(Data records)
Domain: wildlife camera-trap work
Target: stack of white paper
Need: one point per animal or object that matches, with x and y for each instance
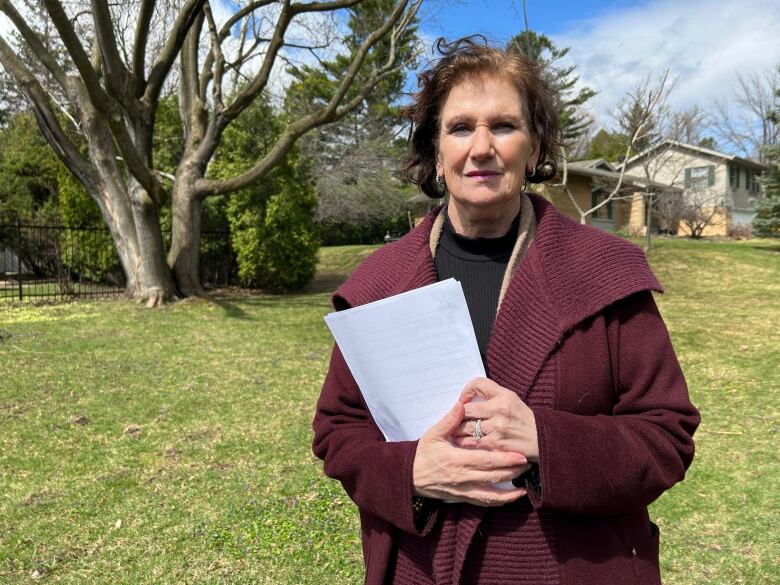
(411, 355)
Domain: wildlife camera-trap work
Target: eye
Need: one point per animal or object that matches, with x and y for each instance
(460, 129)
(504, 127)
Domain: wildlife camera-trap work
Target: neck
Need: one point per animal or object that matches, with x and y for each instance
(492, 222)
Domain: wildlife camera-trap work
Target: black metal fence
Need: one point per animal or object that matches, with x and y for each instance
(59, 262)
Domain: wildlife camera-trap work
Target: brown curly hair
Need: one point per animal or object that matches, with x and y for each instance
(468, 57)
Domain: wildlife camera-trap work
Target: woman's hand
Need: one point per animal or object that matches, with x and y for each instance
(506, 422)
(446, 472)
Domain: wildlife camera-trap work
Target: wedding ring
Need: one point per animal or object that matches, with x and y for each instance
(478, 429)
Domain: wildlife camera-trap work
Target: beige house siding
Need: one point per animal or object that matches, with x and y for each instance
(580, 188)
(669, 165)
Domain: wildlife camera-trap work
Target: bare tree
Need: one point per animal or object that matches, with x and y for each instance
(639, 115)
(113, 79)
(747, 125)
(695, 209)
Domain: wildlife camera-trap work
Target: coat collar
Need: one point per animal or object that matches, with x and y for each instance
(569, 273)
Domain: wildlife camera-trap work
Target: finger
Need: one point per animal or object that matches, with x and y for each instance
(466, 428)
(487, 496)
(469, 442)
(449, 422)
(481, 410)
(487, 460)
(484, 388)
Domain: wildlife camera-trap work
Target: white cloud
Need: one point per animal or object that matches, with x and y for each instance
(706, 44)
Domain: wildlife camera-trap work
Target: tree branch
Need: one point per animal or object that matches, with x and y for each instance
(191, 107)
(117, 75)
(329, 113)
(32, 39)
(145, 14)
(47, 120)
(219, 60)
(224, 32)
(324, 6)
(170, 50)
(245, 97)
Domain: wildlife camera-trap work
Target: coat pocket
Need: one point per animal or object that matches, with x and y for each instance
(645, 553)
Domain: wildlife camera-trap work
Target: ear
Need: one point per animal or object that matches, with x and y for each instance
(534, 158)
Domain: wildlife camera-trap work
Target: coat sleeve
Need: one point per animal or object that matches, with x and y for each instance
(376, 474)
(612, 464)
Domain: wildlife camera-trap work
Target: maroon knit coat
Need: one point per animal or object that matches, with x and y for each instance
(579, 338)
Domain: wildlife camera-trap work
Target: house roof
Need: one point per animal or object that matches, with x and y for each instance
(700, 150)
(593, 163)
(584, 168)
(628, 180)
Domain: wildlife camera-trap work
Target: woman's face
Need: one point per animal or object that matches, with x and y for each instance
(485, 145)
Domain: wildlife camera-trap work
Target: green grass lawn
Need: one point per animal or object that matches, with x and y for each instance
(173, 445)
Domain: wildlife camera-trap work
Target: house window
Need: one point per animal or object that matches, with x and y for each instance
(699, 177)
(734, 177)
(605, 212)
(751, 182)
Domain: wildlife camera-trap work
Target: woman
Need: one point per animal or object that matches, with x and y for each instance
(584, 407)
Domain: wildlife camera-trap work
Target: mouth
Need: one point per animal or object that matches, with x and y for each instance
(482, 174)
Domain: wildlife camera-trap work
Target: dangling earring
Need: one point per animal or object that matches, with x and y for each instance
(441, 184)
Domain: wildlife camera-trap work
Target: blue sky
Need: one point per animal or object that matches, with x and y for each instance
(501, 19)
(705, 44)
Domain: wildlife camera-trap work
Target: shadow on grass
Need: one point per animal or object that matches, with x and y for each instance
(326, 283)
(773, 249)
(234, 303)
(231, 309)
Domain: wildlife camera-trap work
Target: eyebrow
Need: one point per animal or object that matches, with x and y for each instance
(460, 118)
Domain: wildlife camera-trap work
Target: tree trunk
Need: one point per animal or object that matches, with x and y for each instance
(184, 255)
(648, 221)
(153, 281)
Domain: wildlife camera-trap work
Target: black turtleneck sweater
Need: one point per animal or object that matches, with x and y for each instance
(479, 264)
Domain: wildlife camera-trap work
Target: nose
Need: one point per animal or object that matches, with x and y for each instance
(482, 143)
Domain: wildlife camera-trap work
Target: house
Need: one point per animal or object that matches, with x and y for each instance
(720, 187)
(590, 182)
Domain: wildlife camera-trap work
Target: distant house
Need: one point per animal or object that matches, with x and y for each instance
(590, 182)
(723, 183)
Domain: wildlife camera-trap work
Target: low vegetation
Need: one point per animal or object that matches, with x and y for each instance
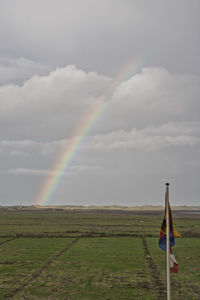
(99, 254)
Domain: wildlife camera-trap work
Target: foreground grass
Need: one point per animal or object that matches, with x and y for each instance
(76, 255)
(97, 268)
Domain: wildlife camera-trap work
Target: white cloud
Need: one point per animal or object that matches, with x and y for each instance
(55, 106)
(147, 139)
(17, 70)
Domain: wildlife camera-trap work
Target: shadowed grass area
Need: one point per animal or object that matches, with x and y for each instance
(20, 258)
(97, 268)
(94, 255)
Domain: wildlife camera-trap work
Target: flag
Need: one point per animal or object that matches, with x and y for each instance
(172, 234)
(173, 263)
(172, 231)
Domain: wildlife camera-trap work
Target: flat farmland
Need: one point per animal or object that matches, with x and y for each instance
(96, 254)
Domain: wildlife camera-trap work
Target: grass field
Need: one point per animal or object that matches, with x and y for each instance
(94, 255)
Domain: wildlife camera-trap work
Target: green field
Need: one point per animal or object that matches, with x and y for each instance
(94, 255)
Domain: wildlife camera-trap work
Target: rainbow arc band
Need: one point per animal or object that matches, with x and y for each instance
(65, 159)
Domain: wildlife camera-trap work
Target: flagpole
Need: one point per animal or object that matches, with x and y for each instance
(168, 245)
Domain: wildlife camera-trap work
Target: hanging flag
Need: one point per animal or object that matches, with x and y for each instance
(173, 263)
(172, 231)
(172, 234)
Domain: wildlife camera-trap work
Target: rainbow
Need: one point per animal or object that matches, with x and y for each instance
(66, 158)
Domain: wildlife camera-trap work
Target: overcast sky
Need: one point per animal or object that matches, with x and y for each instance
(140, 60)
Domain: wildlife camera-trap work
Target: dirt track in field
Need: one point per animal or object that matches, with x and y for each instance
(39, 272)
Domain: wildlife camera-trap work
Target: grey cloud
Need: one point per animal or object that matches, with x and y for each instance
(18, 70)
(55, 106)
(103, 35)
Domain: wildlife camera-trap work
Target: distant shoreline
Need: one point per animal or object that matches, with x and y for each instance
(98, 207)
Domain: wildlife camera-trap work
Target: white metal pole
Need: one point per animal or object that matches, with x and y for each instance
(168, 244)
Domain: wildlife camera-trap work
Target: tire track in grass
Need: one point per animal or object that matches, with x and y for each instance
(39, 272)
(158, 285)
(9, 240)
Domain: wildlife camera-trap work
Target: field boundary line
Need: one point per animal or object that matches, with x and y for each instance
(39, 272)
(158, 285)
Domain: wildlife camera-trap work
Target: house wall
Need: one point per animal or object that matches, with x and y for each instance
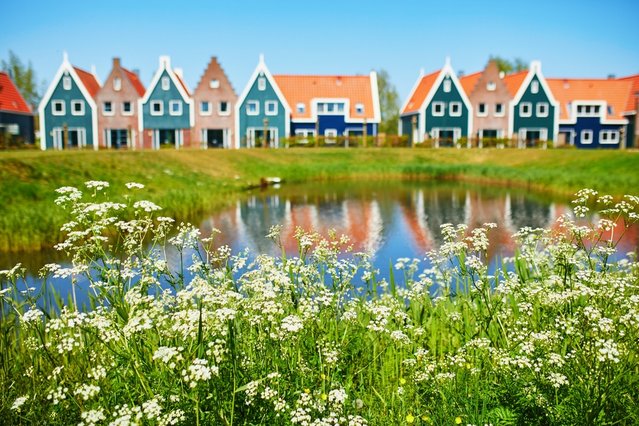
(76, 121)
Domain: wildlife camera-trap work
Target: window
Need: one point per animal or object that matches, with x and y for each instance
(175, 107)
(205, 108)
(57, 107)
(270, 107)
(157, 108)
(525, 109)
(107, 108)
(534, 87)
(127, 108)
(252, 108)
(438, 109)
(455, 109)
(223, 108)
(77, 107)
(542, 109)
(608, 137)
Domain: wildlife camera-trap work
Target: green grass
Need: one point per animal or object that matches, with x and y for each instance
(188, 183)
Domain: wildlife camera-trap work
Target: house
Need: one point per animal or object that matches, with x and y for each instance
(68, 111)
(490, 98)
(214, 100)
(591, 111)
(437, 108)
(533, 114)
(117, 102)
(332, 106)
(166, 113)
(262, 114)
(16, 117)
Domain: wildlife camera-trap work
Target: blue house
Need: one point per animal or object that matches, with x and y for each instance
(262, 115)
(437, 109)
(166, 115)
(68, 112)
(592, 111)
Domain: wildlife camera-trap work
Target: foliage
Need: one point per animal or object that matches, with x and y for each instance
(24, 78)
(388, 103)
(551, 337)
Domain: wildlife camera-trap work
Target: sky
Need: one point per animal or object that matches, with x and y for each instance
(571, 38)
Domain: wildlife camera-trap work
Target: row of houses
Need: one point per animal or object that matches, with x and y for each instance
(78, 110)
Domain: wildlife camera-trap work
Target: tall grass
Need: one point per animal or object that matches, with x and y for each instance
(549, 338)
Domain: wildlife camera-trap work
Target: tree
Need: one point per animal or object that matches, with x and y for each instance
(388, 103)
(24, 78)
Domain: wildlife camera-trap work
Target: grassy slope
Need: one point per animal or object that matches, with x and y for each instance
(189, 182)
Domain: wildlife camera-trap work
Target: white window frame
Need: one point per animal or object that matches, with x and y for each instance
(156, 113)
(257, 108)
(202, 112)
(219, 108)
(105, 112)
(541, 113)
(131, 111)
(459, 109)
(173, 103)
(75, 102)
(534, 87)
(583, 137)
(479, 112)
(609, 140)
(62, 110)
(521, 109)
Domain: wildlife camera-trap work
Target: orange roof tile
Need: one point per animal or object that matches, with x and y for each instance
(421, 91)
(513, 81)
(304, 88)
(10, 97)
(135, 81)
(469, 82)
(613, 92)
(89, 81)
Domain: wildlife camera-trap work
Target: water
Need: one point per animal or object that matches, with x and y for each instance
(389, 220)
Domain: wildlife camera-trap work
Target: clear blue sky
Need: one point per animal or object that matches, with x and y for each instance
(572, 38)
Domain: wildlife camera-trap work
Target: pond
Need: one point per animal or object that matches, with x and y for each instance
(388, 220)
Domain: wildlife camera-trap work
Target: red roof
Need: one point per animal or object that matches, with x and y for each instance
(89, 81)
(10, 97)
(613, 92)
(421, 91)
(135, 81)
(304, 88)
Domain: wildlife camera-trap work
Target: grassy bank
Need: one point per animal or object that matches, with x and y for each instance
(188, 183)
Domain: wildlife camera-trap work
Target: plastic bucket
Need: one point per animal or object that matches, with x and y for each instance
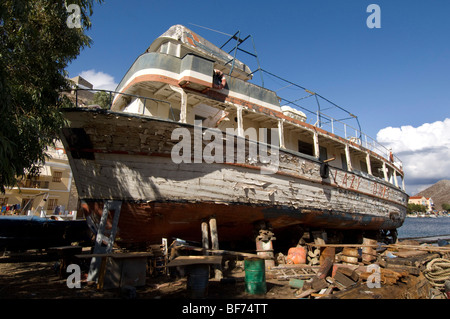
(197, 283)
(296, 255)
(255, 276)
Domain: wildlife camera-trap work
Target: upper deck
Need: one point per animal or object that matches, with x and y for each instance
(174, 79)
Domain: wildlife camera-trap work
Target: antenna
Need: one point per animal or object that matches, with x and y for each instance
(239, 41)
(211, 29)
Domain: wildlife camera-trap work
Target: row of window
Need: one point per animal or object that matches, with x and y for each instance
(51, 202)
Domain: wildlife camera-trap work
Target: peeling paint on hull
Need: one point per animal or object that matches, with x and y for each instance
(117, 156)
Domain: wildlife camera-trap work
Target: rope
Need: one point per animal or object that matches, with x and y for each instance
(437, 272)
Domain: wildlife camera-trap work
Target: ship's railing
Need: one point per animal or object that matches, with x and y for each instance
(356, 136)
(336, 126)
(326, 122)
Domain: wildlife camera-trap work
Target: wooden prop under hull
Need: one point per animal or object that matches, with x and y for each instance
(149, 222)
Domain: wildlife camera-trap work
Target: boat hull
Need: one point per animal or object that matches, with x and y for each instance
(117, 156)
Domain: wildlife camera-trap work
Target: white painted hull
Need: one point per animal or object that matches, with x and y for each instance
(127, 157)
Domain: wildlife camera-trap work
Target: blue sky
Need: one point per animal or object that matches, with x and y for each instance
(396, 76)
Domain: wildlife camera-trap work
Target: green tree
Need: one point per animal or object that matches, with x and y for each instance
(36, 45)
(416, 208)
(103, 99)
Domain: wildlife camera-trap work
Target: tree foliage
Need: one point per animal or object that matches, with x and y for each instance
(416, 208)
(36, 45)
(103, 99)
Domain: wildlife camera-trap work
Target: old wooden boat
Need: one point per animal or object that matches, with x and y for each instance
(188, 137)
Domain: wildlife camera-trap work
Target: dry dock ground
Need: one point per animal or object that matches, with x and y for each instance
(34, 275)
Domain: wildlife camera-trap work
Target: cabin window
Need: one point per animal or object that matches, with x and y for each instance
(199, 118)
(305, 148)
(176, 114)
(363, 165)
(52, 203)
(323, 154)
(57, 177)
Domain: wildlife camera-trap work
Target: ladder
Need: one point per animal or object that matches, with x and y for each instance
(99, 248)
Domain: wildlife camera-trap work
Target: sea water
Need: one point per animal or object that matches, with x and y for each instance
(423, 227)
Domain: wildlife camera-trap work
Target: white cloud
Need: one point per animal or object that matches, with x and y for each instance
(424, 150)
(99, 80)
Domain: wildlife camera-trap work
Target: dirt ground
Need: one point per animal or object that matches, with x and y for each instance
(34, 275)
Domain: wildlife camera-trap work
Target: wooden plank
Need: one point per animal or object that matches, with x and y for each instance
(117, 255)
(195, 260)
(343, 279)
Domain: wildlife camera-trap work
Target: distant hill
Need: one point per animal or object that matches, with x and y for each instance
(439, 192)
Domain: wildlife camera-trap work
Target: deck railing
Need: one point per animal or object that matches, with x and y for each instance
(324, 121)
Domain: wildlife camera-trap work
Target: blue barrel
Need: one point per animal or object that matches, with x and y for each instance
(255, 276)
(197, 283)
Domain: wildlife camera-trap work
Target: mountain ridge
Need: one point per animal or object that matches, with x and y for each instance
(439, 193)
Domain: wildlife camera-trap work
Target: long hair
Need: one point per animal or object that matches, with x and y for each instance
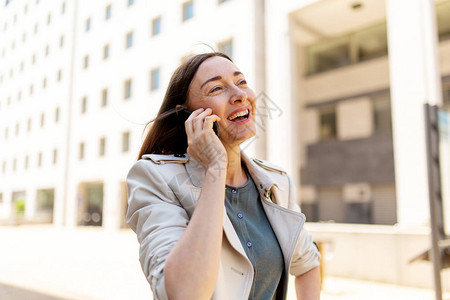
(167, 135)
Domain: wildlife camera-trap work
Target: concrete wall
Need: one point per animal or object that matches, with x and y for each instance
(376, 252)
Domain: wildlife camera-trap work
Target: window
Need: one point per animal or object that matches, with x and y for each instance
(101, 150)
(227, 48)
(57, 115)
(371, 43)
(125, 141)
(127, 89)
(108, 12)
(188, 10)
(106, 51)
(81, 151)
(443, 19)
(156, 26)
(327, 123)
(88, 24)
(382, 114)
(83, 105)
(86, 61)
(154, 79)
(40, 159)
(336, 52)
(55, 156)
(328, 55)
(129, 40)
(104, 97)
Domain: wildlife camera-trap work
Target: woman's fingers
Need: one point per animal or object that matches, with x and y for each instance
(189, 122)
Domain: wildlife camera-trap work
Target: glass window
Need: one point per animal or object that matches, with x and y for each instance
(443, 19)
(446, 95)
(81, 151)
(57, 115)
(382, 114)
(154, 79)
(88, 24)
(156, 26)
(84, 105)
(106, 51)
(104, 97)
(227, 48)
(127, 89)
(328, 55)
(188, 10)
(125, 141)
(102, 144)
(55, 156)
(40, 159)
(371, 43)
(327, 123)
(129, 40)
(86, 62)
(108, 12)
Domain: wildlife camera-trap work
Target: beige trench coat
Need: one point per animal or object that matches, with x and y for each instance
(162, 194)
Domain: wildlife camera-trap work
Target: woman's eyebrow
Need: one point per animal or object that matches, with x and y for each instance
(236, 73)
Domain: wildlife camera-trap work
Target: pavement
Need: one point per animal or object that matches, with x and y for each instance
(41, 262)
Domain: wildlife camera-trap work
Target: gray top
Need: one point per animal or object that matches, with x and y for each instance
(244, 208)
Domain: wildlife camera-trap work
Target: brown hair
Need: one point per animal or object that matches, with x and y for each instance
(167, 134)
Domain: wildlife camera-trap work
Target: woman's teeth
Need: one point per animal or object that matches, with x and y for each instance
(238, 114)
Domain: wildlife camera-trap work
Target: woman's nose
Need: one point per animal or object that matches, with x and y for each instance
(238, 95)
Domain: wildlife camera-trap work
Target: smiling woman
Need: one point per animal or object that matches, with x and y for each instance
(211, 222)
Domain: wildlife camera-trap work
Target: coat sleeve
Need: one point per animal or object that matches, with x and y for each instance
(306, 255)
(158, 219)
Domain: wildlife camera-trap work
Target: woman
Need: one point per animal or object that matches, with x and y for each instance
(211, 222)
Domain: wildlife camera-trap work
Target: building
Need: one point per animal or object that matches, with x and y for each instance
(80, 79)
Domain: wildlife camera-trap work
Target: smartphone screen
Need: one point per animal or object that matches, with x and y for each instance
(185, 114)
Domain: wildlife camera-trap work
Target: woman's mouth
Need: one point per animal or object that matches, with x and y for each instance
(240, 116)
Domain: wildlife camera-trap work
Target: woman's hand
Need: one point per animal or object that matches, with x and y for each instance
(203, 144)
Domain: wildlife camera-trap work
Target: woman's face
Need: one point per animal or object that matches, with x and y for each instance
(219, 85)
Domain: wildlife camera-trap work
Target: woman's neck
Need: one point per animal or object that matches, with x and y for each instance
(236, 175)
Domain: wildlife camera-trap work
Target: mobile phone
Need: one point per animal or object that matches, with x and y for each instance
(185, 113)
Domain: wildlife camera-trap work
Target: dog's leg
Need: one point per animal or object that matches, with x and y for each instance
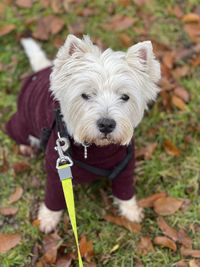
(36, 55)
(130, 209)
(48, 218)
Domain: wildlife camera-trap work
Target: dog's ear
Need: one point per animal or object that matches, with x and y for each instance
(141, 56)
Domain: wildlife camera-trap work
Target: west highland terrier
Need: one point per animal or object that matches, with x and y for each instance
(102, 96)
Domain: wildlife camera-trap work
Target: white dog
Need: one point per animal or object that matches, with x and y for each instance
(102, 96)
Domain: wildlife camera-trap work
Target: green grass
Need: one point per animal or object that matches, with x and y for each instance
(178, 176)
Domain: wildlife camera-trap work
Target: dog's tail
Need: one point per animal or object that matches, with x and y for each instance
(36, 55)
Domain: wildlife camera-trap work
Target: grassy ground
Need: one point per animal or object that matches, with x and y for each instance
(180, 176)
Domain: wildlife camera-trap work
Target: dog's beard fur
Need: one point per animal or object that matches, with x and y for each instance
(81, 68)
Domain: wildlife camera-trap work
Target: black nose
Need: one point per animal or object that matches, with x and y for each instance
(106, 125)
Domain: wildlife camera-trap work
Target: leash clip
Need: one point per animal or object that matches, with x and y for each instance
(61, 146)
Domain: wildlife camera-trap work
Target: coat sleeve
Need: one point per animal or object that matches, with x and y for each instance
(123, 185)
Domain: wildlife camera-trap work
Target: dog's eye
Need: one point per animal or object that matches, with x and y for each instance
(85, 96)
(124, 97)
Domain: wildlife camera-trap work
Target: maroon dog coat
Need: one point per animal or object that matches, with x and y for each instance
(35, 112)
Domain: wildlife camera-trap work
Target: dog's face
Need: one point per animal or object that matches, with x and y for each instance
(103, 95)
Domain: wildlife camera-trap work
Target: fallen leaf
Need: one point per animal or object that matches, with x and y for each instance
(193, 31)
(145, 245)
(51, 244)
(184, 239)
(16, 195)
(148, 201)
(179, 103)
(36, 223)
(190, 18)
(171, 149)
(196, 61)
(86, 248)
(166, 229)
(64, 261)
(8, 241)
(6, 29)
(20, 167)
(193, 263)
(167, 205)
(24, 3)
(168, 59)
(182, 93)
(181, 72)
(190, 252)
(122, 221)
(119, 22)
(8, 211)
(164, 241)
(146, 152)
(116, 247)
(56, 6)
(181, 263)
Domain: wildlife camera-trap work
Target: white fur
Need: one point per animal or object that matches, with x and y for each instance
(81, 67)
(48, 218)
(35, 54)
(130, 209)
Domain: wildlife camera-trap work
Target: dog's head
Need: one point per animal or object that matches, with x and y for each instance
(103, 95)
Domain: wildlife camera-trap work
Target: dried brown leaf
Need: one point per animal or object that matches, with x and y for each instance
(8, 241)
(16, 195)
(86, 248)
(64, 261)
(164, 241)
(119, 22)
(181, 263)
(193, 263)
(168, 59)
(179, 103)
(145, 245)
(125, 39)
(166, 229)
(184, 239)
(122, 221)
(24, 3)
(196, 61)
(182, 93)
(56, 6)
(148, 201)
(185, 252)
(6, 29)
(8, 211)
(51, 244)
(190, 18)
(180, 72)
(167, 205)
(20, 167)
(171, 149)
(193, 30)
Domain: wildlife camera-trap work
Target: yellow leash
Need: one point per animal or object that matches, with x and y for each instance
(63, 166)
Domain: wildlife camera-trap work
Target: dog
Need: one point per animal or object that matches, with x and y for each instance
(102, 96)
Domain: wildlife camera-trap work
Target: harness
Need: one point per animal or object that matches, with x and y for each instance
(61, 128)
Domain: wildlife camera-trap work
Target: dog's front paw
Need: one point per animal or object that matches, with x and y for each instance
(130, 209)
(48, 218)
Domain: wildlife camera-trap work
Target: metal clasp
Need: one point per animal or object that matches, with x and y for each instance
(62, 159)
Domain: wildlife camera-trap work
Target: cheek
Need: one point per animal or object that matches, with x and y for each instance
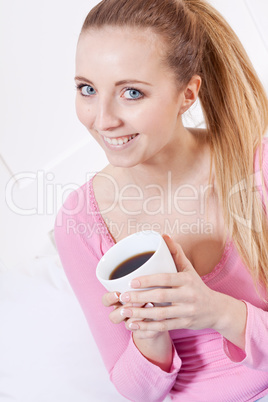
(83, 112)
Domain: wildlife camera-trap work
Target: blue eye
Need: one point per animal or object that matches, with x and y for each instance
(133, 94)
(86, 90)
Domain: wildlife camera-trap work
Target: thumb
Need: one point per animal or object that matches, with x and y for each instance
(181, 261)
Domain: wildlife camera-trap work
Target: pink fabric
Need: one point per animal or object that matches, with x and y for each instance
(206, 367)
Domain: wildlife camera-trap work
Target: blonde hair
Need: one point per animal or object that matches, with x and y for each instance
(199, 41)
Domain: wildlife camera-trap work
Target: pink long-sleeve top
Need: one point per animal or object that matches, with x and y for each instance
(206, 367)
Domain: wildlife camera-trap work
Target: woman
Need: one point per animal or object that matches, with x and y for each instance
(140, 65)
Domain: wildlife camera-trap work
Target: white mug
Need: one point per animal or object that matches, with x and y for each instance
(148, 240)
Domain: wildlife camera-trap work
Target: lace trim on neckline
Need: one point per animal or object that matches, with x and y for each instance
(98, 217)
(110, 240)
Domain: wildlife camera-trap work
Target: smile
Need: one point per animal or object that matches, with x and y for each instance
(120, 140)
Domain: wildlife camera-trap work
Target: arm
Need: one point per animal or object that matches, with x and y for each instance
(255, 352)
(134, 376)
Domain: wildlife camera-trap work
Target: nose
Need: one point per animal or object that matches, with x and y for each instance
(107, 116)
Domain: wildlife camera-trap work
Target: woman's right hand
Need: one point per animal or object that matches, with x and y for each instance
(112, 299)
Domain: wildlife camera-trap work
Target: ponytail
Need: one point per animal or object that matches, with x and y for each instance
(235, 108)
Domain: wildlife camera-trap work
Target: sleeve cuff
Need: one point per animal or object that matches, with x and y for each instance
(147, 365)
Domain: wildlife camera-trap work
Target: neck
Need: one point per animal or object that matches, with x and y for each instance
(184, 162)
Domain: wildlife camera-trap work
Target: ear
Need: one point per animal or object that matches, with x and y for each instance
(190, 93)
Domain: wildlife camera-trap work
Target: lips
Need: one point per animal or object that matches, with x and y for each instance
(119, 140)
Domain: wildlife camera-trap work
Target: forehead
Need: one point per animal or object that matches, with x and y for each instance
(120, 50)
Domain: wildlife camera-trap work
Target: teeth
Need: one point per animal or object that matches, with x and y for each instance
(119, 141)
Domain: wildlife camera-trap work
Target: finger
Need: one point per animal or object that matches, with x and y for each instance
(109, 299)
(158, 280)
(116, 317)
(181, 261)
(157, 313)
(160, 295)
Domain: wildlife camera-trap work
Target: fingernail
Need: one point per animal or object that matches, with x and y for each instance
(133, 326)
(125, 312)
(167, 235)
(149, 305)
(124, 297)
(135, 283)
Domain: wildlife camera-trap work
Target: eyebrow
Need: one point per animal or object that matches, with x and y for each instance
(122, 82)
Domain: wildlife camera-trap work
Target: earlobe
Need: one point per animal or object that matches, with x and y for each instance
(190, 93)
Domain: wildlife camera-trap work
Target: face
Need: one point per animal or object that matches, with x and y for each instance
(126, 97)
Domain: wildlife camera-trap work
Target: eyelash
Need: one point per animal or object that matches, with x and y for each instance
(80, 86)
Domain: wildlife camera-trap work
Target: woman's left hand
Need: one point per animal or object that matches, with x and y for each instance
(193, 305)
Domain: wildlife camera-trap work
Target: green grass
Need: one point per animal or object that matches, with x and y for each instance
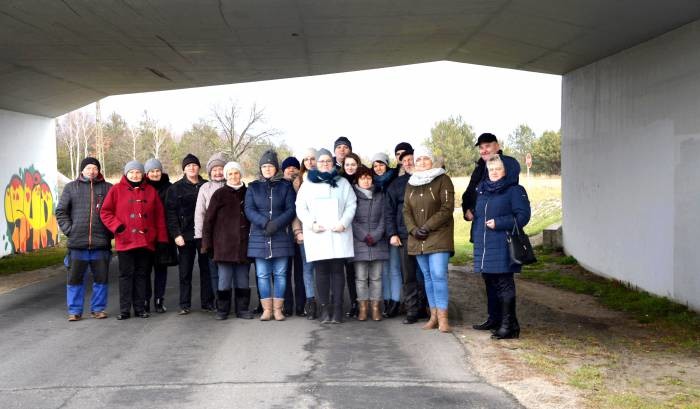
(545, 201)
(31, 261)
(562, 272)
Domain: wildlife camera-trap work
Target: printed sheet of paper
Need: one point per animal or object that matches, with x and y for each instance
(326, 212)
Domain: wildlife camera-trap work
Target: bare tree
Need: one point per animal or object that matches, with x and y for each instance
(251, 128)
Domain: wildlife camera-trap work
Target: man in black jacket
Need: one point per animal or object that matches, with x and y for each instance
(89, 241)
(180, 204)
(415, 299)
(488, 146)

• [Your task]:
Report every line of the material above that contains the string "black", matching case exactly.

• [The reply]:
Target: black metal fence
Target: black turtleneck sweater
Target: black nose
Target: man in black jacket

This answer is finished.